═════ DATASET ENTRIES ═════
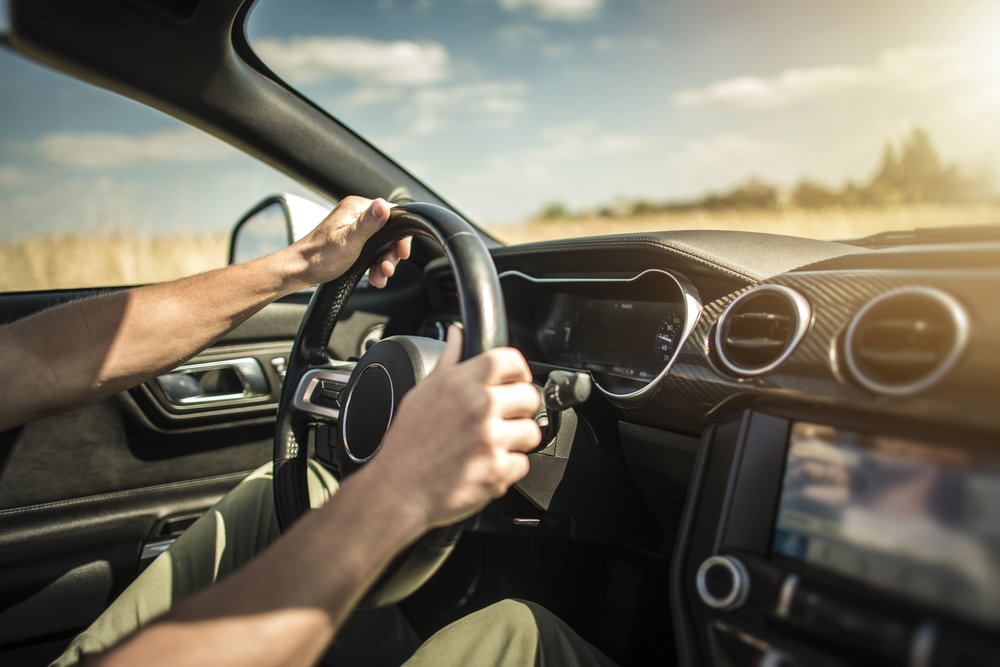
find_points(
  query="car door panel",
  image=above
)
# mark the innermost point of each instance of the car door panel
═════
**WHAT YOU HAVE TO DO**
Copy the entries above line for line, omitting the pictures.

**FINISHED ANSWER**
find_points(
  query="car door panel",
  image=above
)
# mark the innermost point of each instance of the car door panel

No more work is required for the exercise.